** Exercise text follows **
Gavin Bottger

Personal information
- Nickname: Gavo
- Born: January 5, 2007 (age 19) South Lake Tahoe, California, U.S.

Sport
- Country: United States
- Sport: Skateboarding
- Position: Goofy-footed
- Rank: 3rd
- Event: Park

Medal record
Men's skateboarding
Representing the United States
World Championships
| Gold medal – first place | 2023 Rome | Park |
X Games
| Silver medal – second place | 2018 Minneapolis | Next X Park |
| Silver medal – second place | 2019 Minneapolis | Next X Park |
| Silver medal – second place | 2021 California | Park |
| Silver medal – second place | 2022 California | Park |
| Bronze medal – third place | 2023 Chiba | Park |
| Bronze medal – third place | 2024 Chiba | Park |

= Gavin Bottger =

American skateboarder (born 2007)
** End of Exercise text **
** Extracted records follows **
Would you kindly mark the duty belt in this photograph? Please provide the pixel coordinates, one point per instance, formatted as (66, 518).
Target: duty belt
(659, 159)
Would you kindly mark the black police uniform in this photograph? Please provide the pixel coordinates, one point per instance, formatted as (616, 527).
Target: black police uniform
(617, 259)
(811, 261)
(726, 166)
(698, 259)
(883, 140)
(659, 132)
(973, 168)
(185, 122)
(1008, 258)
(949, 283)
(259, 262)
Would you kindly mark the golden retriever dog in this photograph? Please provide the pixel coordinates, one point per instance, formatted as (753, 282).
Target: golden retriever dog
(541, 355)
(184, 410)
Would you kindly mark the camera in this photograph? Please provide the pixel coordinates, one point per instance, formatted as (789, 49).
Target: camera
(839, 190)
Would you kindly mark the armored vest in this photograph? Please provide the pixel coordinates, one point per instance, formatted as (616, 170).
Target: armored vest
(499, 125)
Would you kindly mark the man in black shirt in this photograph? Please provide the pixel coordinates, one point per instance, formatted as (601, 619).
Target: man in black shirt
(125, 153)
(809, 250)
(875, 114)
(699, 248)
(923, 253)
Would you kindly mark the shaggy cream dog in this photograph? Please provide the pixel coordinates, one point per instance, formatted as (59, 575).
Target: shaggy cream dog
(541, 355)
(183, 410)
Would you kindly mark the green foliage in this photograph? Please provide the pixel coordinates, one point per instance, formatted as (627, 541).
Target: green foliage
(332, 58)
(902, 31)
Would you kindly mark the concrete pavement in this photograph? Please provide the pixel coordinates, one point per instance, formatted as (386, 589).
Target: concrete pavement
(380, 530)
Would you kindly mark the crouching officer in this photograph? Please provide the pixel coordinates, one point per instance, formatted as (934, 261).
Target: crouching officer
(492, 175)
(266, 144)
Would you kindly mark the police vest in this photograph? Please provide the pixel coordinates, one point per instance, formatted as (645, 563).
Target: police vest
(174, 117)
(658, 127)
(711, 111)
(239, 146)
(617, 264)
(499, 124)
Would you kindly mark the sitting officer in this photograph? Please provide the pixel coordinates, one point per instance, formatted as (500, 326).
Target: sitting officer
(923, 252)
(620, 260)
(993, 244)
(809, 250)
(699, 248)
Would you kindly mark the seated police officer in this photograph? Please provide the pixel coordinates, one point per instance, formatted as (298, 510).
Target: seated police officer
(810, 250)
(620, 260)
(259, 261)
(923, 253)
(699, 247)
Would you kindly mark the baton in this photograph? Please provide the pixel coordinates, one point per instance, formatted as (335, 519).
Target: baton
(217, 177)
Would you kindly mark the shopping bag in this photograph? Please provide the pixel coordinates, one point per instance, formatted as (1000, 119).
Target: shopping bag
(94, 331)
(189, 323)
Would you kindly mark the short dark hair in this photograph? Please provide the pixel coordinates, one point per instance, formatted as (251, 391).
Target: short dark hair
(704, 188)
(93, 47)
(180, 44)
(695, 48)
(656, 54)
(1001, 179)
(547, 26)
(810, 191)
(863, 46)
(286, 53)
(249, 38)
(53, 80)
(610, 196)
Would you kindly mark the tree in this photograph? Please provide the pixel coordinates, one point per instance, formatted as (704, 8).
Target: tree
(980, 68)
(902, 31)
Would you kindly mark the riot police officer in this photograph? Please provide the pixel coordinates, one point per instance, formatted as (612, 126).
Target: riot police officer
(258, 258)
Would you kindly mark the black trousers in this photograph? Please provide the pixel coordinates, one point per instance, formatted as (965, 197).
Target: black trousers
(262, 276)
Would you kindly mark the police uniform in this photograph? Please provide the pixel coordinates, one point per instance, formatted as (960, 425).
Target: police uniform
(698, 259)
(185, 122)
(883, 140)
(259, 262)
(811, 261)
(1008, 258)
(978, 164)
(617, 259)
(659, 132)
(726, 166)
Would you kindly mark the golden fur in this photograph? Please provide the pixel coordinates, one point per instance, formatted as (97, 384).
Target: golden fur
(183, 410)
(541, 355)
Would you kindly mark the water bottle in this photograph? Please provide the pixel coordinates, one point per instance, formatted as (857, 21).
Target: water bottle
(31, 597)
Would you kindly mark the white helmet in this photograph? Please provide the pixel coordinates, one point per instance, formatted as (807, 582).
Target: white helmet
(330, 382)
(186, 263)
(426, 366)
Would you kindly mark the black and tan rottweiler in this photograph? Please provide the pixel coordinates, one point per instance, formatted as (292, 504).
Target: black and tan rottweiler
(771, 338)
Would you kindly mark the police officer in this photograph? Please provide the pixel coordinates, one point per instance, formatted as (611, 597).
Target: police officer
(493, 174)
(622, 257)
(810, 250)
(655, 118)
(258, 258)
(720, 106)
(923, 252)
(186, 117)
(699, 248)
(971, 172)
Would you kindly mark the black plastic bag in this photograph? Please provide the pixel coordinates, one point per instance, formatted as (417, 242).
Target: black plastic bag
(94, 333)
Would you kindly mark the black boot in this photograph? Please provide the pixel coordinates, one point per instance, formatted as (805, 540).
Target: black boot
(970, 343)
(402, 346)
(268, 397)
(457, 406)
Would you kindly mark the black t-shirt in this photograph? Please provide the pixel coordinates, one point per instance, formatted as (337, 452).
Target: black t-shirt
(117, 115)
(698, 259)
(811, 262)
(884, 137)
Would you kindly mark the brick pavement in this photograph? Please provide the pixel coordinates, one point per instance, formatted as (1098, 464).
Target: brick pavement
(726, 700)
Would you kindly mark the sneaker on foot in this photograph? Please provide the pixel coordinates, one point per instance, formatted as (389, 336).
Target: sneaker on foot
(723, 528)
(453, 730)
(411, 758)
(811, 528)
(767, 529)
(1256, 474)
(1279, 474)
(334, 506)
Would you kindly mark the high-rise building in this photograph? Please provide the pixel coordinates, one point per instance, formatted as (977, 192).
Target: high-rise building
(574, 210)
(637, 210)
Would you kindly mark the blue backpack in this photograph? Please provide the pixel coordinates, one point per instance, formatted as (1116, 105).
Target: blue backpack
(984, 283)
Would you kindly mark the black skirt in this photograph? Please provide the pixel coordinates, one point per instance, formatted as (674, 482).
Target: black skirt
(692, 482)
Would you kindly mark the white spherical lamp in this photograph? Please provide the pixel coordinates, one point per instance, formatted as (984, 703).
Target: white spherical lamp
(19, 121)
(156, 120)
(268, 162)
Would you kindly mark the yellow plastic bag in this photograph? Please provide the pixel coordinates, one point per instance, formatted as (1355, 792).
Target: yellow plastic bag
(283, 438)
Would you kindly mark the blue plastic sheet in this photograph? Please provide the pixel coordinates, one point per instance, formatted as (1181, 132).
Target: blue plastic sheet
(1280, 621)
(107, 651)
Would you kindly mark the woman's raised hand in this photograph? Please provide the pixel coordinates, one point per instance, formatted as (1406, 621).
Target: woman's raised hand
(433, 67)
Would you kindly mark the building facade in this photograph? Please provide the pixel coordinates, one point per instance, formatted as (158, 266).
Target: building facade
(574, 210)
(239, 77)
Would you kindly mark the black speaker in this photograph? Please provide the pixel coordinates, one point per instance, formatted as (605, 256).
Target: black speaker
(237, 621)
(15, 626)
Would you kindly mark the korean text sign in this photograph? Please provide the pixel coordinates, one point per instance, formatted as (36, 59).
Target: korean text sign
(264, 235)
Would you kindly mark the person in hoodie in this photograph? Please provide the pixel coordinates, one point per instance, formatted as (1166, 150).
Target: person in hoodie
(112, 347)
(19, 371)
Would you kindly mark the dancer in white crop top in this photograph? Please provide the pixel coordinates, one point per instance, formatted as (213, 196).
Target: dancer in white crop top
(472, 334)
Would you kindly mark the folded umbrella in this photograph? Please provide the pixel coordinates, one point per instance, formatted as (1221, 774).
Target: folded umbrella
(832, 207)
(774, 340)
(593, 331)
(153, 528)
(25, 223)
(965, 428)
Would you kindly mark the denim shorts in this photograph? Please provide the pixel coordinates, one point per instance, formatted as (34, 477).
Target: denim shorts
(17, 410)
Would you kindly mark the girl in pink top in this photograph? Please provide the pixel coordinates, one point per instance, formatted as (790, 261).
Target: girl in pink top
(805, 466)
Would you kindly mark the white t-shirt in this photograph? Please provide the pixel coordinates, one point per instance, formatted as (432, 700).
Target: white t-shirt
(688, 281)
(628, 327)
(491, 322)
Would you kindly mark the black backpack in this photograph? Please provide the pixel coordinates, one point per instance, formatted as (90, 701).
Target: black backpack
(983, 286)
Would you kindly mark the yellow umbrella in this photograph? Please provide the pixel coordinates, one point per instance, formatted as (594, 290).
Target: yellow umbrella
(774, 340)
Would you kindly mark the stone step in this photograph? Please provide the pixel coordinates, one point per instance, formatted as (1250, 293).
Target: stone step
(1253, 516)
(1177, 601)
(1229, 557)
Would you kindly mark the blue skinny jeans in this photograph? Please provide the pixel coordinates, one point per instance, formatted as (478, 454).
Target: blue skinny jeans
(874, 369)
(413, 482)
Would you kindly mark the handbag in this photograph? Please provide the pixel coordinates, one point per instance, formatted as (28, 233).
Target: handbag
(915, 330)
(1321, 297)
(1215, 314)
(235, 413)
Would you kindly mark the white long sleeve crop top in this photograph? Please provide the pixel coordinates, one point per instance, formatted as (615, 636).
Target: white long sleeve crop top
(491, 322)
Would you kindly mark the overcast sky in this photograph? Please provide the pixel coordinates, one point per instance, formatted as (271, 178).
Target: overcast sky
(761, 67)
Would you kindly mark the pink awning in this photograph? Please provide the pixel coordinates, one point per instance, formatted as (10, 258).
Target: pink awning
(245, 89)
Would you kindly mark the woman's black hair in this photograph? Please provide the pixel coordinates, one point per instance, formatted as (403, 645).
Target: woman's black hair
** End of Extracted records **
• What to produce
Continue the profile of skateboarder Gavin Bottger, starting after its final line.

• Result
Gavin Bottger (/ˈbɒtgər/ BOT-ghər; born January 5, 2007) is an American skateboarder and member of the USA Skateboarding National Team. He won gold at the 2023 World Skateboarding Championship. He represented the United States at the 2024 Summer Olympics.

==Early life==
Bottger was born to Renee and Scott Bottger in South Lake Tahoe, California and raised in Oceanside, California. He began skateboarding at five years old.

==Career==
In December 2022, Bottger was named to the USA Skateboarding National Team. He competed at the 2022 World Skateboarding Championship in Sharjah, which were postponed until February 2023, where he broke his wrist on his second run in the quarterfinals. He underwent surgery and was out for six weeks.

He then competed at the 2023 World Skateboarding Championship in Rome in October 2023 where he won a gold medal in the park event with a score of 94.03.

As of June 2024, Bottger was ranked third in the Olympic World Skateboarding rankings, and qualified for the 2024 Summer Olympics. During the men's park event he finished in tenth place during the preliminary round with a score 86.95 and failed to advance to the finals.